:: TASK INSTRUCTIONS ::
The required output is the line containing "Phrase: jagged rock" through the final line of the material below, printed exactly, with no other lines.

:: THE INPUT ::

□ □ □ □ □ □ □

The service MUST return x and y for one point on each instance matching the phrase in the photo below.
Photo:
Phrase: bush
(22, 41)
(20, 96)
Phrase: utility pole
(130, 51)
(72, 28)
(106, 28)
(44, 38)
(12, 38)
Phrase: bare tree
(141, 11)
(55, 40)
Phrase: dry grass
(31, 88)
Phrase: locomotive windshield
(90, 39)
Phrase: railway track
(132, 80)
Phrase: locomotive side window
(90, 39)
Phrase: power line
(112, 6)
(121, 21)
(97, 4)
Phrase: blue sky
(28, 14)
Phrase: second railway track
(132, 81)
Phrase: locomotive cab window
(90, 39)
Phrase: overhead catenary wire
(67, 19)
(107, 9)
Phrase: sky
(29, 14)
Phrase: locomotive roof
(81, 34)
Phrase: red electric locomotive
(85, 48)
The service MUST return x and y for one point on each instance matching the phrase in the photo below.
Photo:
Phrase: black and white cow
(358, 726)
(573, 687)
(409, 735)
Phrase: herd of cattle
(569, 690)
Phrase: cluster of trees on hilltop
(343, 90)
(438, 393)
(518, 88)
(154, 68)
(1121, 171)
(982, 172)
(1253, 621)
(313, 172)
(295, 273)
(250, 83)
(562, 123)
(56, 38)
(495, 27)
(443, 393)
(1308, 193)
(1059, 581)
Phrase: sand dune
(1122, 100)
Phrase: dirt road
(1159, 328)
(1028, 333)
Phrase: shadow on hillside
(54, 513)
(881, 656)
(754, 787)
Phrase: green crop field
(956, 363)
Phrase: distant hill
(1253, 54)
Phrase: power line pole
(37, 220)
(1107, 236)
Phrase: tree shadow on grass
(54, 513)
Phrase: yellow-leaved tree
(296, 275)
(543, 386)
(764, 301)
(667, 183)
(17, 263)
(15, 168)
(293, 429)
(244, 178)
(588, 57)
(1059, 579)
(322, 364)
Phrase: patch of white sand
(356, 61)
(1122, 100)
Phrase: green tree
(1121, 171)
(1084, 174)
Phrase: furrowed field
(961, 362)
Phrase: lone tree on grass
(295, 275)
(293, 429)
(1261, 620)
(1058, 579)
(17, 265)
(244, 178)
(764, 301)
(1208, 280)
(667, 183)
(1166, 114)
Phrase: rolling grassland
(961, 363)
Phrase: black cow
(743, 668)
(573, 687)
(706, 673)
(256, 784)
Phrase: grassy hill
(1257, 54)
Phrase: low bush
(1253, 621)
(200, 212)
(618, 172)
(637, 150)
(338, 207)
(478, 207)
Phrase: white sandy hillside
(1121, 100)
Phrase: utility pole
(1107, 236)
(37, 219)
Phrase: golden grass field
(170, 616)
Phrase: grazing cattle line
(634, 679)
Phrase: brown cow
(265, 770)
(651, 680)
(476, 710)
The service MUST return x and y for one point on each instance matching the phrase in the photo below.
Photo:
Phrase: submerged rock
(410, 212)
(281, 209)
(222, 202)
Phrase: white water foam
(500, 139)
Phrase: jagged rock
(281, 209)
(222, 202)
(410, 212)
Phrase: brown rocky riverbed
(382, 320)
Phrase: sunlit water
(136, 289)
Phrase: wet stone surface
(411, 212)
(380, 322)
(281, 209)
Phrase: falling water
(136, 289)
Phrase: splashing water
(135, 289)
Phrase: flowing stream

□ □ □ □ □ □ □

:: ANSWER BOX ::
Phrase: jagged rock
(281, 209)
(222, 202)
(410, 212)
Phrase: brown rocky riverbed
(382, 320)
Phrase: sunlit water
(136, 289)
Phrase: wet stone surface
(411, 212)
(380, 322)
(281, 209)
Phrase: falling water
(136, 289)
Phrase: splashing water
(135, 289)
Phrase: flowing stream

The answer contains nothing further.